Passage provided:
◇ ◇ ◇

Sponsored by Perdue®

The use of antibiotics in livestock, poultry and game meat is one of the most hotly debated topics in the food industry. Everyone and their Mom is talking about it. A simple internet search on ‘antibiotics use in animals’ yields over 20 million results. Here’s what we think you need to know about antibiotics in our food supply:

What are antibiotics?

This seems like a silly thing to discuss. Chances are most of us have fallen ill with a nasty bug and needed a dose of antibiotics at some stage. But before we understand how antibiotics work in animals, we need to understand what they do.

Simply put, antibiotics kill bacteria. Some are broad spectrum like amoxicillin[2]. That is, they target many different types of bacteria. Others work on specific families of bacteria and have a narrower focus [2]. Either way, the goal is to kill the root-cause of bacterial (and sometimes protozoal) infections.

One of the biggest issues with antibiotics is overuse. Each time an antibiotic is used, some bugs get clever and mutate, creating new forms of antibiotic-resistant bacteria. These new ‘superbugs’ can transfer their genetic material from one bacteria to another, propagating a powerful, multi-strain army of antibiotic-resistant bugs. According to a 2013 report by the CDC, drug-resistant bacteria sicken 2 million people a year, and kill 23 000 [1].

Antibiotic use in animals

Much like humans, antibiotics were initially used to treat and prevent bacterial infection in animals. However, in the 70s farmers discovered that adding antibiotics to animal feed produced fatter animals, which greatly increased antibiotic use. 

In 2012, the FDA recommended that livestock producers adopt voluntary measures to limit medically important antibiotics in animals to uses that are considered necessary for assuring animal health and that include veterinary oversight [3]. Despite this, approximately 1 in 5 resistant infections are believed to arise from food and animals [1].

◇ ◇ ◇

Dataset content:
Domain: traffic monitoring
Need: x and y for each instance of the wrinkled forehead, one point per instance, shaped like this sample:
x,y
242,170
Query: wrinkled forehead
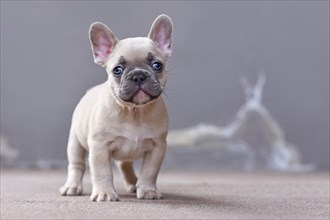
x,y
137,50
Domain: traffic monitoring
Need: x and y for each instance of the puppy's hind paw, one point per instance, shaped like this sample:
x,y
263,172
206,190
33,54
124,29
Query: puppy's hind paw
x,y
101,196
148,194
75,190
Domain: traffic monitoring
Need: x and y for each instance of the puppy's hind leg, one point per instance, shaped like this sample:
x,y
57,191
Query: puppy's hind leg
x,y
127,172
76,168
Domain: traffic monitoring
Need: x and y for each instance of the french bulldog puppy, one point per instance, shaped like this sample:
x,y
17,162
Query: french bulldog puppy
x,y
125,118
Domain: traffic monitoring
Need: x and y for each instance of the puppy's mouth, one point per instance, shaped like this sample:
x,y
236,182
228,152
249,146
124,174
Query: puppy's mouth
x,y
139,97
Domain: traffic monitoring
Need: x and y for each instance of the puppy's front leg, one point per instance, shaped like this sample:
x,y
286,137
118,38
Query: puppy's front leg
x,y
101,173
146,185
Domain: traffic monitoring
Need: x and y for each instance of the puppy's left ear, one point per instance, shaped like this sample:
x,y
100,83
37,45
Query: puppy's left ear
x,y
161,33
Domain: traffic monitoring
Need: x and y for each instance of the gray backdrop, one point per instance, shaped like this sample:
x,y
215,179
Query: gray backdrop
x,y
46,66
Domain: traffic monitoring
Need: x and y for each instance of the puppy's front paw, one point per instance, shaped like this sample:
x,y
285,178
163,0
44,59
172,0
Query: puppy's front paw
x,y
71,190
148,193
104,195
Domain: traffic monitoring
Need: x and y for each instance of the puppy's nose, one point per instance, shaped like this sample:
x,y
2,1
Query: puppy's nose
x,y
139,77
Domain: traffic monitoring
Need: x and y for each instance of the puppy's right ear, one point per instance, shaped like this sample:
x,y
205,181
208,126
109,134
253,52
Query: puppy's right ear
x,y
102,41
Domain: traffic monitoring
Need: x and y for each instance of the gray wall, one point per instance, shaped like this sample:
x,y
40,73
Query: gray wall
x,y
46,65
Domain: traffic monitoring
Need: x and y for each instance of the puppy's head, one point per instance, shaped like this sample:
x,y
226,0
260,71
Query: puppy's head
x,y
135,66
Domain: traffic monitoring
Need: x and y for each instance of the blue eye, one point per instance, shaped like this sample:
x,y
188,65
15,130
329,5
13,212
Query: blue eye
x,y
117,71
157,66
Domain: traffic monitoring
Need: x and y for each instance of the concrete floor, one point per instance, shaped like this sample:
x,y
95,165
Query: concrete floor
x,y
27,194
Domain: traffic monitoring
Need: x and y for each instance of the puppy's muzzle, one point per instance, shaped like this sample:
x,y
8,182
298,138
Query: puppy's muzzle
x,y
139,77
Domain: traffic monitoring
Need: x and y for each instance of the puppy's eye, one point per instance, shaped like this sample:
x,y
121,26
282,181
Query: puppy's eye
x,y
157,66
117,71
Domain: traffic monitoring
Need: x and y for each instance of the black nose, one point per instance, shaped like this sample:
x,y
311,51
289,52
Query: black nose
x,y
139,77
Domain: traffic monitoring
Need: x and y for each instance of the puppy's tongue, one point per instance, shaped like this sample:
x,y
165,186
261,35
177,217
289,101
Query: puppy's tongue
x,y
141,97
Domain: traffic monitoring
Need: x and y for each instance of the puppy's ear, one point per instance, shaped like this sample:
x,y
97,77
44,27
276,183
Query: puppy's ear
x,y
102,41
161,33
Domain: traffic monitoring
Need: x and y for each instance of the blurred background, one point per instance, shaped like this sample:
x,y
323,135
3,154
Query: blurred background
x,y
47,65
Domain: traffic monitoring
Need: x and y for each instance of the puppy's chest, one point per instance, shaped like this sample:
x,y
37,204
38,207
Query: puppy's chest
x,y
132,141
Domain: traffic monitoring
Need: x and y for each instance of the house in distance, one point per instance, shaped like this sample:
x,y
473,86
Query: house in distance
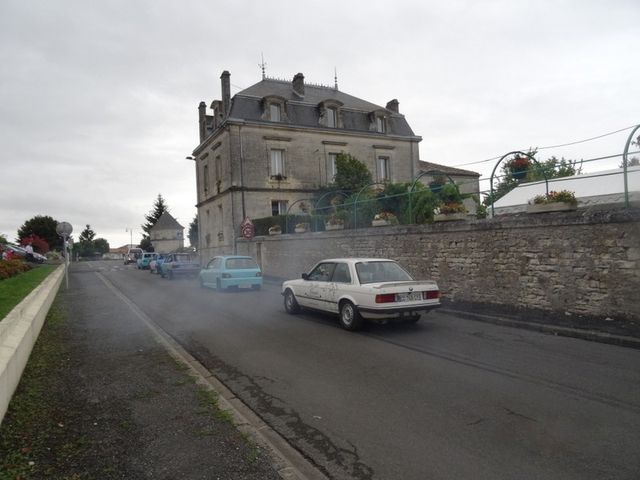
x,y
276,142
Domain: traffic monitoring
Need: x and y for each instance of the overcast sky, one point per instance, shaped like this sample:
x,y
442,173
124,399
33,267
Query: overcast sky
x,y
98,100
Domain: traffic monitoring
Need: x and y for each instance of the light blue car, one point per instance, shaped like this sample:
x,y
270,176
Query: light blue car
x,y
143,262
234,271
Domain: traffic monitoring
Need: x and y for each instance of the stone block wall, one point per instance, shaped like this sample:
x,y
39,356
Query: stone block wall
x,y
582,263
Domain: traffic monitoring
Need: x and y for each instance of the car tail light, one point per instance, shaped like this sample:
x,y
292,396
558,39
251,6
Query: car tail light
x,y
386,298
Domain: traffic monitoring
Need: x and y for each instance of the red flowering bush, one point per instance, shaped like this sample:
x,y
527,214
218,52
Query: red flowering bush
x,y
10,268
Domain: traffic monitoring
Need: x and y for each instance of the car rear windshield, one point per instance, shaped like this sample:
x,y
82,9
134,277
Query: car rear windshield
x,y
241,263
376,272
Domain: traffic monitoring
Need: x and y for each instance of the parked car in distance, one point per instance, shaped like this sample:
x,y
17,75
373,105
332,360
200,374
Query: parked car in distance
x,y
146,257
179,264
361,288
132,256
154,267
232,271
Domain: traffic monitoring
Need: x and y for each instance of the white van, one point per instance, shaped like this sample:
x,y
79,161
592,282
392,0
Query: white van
x,y
133,255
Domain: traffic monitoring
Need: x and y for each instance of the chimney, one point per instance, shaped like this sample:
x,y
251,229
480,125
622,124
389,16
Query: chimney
x,y
202,118
298,84
393,105
226,92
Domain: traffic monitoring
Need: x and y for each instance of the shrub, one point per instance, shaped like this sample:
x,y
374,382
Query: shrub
x,y
10,268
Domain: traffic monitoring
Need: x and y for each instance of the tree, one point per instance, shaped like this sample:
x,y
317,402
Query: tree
x,y
87,235
100,245
38,244
193,232
351,173
44,227
159,207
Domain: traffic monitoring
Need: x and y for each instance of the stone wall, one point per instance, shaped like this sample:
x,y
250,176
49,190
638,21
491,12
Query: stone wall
x,y
580,263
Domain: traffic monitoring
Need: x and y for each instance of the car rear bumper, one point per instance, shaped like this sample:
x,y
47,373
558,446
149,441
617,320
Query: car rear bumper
x,y
240,282
390,312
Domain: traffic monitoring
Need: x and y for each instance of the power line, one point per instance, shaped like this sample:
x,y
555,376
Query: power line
x,y
551,146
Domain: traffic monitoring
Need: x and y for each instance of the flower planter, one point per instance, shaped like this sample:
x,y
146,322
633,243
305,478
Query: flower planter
x,y
333,226
550,207
449,217
519,174
380,223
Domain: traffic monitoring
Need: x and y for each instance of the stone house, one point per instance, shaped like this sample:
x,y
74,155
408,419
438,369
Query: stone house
x,y
276,142
167,235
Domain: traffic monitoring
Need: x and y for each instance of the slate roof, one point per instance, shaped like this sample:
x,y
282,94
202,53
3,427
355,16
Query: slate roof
x,y
167,222
304,111
426,166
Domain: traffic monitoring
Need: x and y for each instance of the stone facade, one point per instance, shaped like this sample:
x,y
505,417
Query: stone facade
x,y
575,263
274,143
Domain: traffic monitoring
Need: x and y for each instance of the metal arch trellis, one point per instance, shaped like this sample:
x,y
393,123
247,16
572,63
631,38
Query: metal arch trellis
x,y
544,174
415,182
332,192
355,203
625,163
286,215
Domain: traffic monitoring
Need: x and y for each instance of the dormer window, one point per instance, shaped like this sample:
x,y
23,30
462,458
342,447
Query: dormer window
x,y
332,117
330,114
275,111
378,121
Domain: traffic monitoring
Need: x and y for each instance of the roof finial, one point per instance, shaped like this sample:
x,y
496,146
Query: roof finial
x,y
263,66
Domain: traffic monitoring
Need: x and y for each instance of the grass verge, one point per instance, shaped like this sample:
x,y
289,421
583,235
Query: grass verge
x,y
14,289
33,419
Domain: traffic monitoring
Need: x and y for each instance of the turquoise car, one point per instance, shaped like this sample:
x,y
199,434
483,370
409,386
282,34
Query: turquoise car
x,y
234,271
144,260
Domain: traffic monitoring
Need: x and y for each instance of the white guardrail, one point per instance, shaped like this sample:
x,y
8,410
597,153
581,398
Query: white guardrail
x,y
19,331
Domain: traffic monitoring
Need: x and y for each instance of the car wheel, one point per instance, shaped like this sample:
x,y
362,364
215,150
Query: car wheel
x,y
350,318
290,303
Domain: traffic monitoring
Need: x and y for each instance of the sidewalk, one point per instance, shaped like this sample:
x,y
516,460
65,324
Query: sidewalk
x,y
101,399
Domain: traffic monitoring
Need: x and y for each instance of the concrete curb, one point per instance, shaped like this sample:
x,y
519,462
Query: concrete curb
x,y
19,331
583,334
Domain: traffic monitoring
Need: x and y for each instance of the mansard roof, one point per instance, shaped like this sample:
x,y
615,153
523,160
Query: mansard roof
x,y
167,222
304,110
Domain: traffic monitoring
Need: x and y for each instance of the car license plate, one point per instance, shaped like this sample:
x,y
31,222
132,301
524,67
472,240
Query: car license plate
x,y
409,297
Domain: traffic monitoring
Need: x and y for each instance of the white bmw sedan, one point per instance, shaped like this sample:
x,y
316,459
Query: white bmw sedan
x,y
361,288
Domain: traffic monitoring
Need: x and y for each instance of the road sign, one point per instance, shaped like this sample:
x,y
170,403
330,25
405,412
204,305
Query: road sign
x,y
64,229
247,228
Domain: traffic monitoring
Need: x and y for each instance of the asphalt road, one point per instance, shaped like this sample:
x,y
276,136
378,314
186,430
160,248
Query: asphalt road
x,y
447,398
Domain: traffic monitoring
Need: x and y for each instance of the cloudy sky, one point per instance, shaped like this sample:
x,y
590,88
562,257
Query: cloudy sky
x,y
98,100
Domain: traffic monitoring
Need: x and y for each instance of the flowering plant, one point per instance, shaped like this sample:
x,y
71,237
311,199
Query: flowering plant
x,y
334,220
562,196
388,216
452,207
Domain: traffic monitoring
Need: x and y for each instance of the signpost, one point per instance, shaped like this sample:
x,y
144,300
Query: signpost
x,y
64,229
247,228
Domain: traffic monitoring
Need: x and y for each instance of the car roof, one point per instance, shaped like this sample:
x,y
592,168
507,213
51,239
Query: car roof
x,y
356,259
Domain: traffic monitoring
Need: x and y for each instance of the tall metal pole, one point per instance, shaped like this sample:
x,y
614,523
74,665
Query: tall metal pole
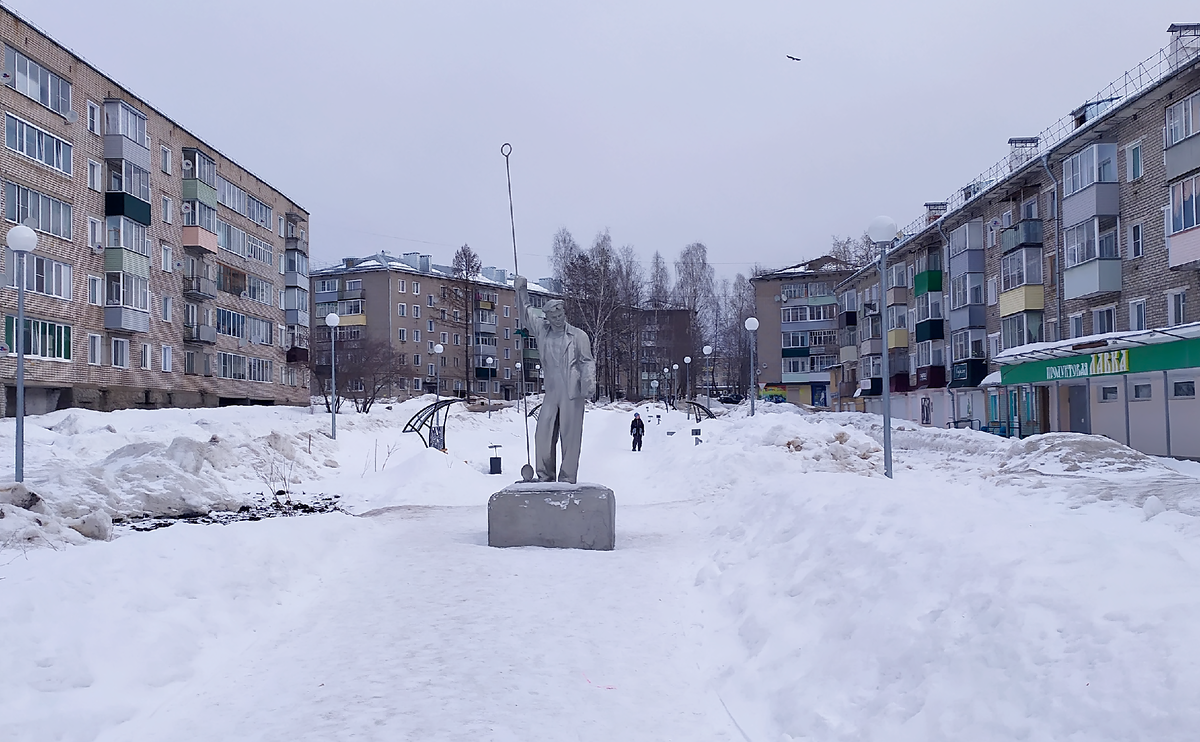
x,y
333,376
21,369
887,375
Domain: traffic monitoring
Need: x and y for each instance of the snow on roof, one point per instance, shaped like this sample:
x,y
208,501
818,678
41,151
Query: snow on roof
x,y
1113,341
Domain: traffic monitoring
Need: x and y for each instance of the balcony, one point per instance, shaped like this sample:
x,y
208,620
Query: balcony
x,y
199,333
199,240
930,377
1096,276
118,259
930,329
126,204
1023,233
1183,249
201,191
927,281
1023,299
1097,199
126,319
199,288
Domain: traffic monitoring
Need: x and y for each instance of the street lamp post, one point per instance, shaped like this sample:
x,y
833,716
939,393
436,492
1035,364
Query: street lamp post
x,y
437,370
708,359
882,232
331,322
22,240
751,324
489,360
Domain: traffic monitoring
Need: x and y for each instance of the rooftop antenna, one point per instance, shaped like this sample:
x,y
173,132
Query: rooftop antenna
x,y
527,470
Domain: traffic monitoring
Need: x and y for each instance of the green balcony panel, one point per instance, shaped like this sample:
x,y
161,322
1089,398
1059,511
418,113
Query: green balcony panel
x,y
927,281
201,191
118,259
123,204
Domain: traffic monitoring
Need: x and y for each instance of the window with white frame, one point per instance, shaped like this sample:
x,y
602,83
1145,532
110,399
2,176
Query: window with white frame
x,y
1091,165
1020,268
95,175
1020,329
1176,307
1182,119
120,358
95,342
1183,203
28,207
1135,240
1138,315
1133,161
42,275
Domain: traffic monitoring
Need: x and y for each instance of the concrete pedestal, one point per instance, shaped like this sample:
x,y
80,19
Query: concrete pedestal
x,y
557,515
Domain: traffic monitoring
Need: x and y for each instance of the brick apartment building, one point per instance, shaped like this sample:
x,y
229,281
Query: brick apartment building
x,y
1053,293
797,339
413,305
165,273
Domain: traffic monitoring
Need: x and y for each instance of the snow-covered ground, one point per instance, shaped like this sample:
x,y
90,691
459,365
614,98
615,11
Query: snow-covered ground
x,y
768,585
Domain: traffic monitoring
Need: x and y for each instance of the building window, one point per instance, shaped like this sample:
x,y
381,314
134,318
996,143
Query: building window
x,y
1020,268
1095,163
1020,329
1176,307
28,207
42,275
1183,213
36,82
1138,315
94,346
95,175
1133,161
120,353
1182,119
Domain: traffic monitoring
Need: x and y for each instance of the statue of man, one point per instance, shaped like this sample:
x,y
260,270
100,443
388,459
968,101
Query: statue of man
x,y
570,374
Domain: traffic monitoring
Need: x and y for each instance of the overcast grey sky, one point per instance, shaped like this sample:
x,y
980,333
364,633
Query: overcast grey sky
x,y
666,123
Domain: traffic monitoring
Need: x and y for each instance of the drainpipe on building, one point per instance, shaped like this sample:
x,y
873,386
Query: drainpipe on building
x,y
1059,258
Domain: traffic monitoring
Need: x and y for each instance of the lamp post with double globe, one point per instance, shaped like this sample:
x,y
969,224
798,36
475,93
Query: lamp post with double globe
x,y
22,240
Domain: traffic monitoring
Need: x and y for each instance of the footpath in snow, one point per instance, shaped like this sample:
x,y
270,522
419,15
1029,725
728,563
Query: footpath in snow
x,y
767,585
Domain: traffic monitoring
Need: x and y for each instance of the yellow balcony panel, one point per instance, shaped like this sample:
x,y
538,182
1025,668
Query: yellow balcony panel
x,y
1023,299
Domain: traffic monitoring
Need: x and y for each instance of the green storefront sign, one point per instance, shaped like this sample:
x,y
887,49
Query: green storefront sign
x,y
1162,357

◇ ◇ ◇

Tasks and exercises:
1 – List every organization or company named in the passage on antibiotic use in animals.
2 – Take the passage on antibiotic use in animals further, continuing from its final sentence.
The records are not needed for what comes next.

Written responses:
1 – Perdue, the CDC, the FDA

2 –
Superbugs: A threat to human health

Consuming contaminated meat is one of several ways that superbugs can end up in our system. When animal manure is used to fertilize food crops, superbugs can end up on produce and in soil. Superbug-containing chicken manure may also come in contact with eggs in the coop.

These foods then makes their way into factories, restaurants, supermarkets and homes leaving a trail of antibiotic resistant bacteria wherever they go. Superbugs can live in your gut for long periods of time, waiting to pounce when you’re most vulnerable [4]. 

Who’s most likely to get sick?

Hosting superbugs in your gut doesn’t guarantee you will get sick. Some populations are more likely to fall ill with an antibiotic resistant infections than others. Groups at particularly high risk include [1]: 

  • The elderly
  • Children
  • Chemotherapy patients
  • Anyone sick, hospitalized or with chronic immunity issues such as HIV, organ transplant patients, etc.
  • Pregnant women

There’s a good reason everyone and their Mom is talking about antibiotic use in animals. Widespread use of antibiotics has given rise to antibiotic-resistant bacteria, which may pose a significant public health threat.